Goal | Can you reproduce, word for word, the part of the code review comment that runs from "I used to like" up to and including "it as it is."?

::: Text

[GitHub] [iceberg] advancedxy commented on a diff in pull request #8346: Core: Lazily cache user-facing state in BaseFileScanTask

via GitHub Thu, 17 Aug 2023 23:50:23 -0700


advancedxy commented on code in PR #8346:
URL: https://github.com/apache/iceberg/pull/8346#discussion_r1298054453



##########
core/src/main/java/org/apache/iceberg/BaseContentScanTask.java:
##########
@@ -92,6 +93,15 @@ public Expression residual() {
     return residuals.residualFor(file.partition());
   }
 
+  @Override
+  public long estimatedRowsCount() {

Review Comment:
   I'm not sure about this. `estimateRowsCount` should rarely be called 
multiple times? Do we really need to lazily cache this? 
   
   I used to like doing a lot of micro optimizations, however I do appreciate 
that `premature optimization is the root of all evil` these days more and more. 
   So in my opinion, if you noticed/spotted this piece of code is the 
bottleneck(such as in a flame graph), I think this is a nice optimization, 
otherwise, we can left it as it is.

::::::
::: Collected data

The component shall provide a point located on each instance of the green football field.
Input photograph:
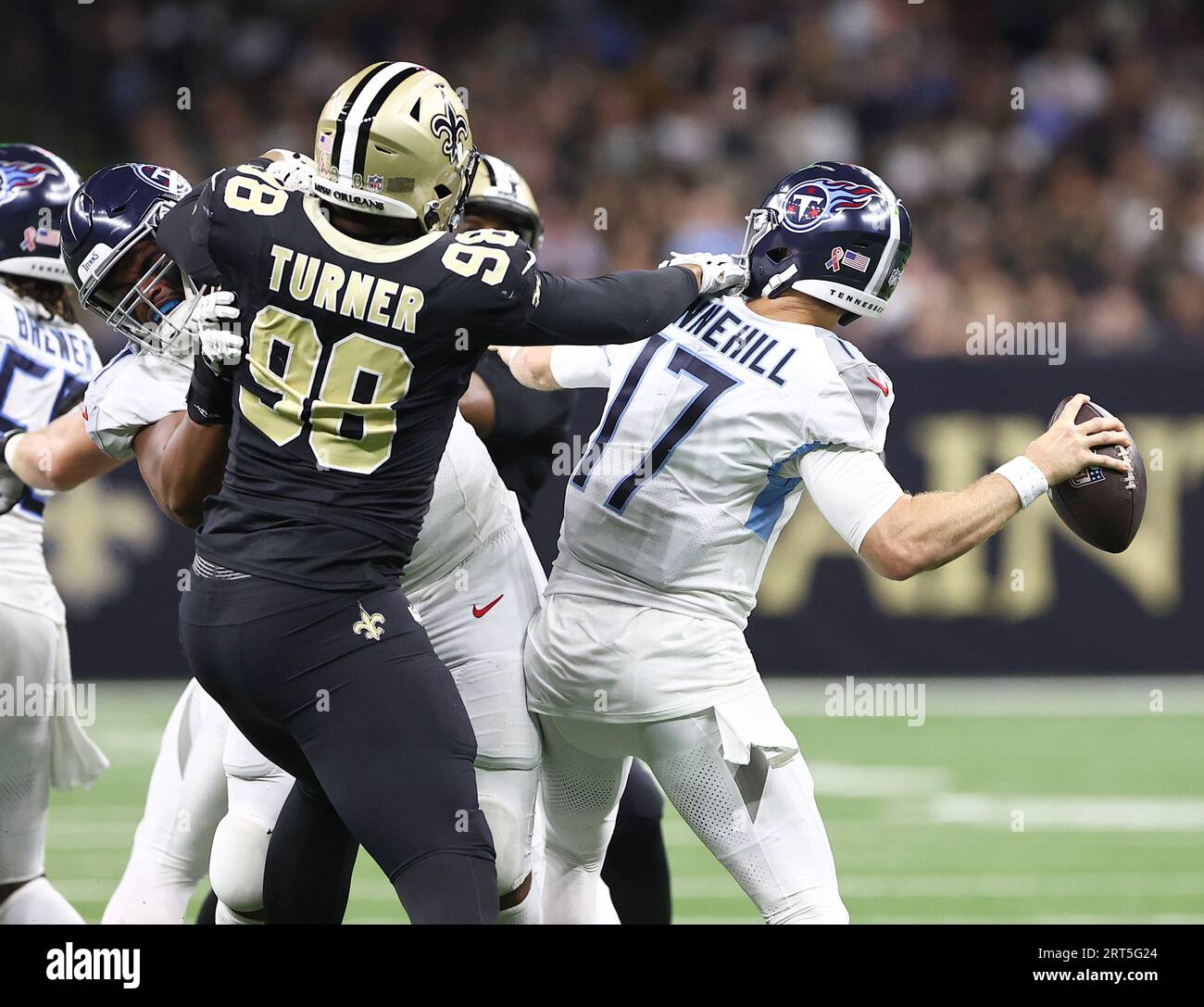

::::::

Answer to this task |
I used to like doing a lot of micro optimizations, however I do appreciate 
that `premature optimization is the root of all evil` these days more and more. 
   So in my opinion, if you noticed/spotted this piece of code is the 
bottleneck(such as in a flame graph), I think this is a nice optimization, 
otherwise, we can left it as it is.